Items from a data source
────
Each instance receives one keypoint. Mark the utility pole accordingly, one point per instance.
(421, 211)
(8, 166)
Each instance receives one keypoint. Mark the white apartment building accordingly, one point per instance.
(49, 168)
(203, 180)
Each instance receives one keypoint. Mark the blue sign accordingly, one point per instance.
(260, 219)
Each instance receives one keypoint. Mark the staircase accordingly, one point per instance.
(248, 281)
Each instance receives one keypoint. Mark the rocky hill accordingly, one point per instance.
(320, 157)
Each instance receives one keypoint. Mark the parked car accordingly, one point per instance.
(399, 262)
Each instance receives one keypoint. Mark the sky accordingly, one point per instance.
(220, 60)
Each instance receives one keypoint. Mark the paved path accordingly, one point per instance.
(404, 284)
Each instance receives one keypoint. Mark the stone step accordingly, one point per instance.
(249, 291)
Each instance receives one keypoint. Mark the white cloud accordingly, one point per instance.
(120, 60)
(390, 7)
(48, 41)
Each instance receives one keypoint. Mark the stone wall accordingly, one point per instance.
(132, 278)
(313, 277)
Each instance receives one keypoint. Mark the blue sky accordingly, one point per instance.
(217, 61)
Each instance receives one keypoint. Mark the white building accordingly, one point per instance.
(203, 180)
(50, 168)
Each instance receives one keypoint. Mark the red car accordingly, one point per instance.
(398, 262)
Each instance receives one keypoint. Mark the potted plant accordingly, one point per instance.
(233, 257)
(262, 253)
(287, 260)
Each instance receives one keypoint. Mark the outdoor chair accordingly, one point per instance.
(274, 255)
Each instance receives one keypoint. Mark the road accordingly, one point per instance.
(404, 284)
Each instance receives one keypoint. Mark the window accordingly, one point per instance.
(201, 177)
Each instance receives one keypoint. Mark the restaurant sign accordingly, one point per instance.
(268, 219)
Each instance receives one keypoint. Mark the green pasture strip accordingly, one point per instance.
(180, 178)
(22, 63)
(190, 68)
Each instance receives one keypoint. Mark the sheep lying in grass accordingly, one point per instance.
────
Extract all of the data shown above and repeat it verbatim.

Each instance receives one keypoint. Mark the utility pole accordingly, one point per instance.
(421, 211)
(8, 166)
Each instance receives one keypoint. Mark the white apartment building accordingly, one point per instance.
(49, 168)
(203, 180)
Each instance receives one keypoint. Mark the blue sign accordingly, one point per instance.
(260, 219)
Each instance receives one keypoint. Mark the staircase accordingly, one point per instance.
(248, 281)
Each instance receives one keypoint. Mark the rocky hill accordingly, one point per instance.
(320, 157)
Each instance receives one keypoint. Mark the parked car accordingly, one point per instance.
(399, 262)
Each instance receives one keypoint. Mark the sky accordingly, one point per instance.
(220, 60)
Each instance receives one keypoint. Mark the paved path accordingly, one point per instance.
(404, 284)
Each instance receives one keypoint. Mark the stone step accordingly, one point per instance.
(249, 291)
Each instance receives one keypoint. Mark the white cloud accordingly, one point per instance.
(120, 60)
(390, 7)
(48, 41)
Each instance receives one keypoint. Mark the stone wall accordingly, one point per instance.
(132, 278)
(313, 277)
Each instance receives one keypoint. Mark the blue sky accordingly, one point per instance.
(217, 61)
Each instance receives one keypoint. Mark the white building accordingly, one point per instance.
(203, 180)
(50, 168)
Each instance receives one keypoint. Mark the red car accordingly, one point per instance.
(398, 262)
Each instance receives one keypoint. Mark the potted plant accordingly, one point per instance.
(233, 257)
(262, 253)
(287, 260)
Each instance receives one keypoint. Mark the outdoor chair accordingly, one point per instance.
(274, 255)
Each instance receives one keypoint. Mark the road accordingly, one point per instance.
(404, 284)
Each instance receives one keypoint. Mark the window accordingly, one point per instance.
(201, 177)
Each instance receives one keypoint. Mark the restaurant sign accordingly, one point per instance.
(268, 219)
Each instance receives one keypoint. Mark the green pasture strip accordingly, one point per instance.
(180, 178)
(22, 63)
(190, 68)
Each instance receives one keypoint. Mark the sheep lying in grass accordingly, one point per instance.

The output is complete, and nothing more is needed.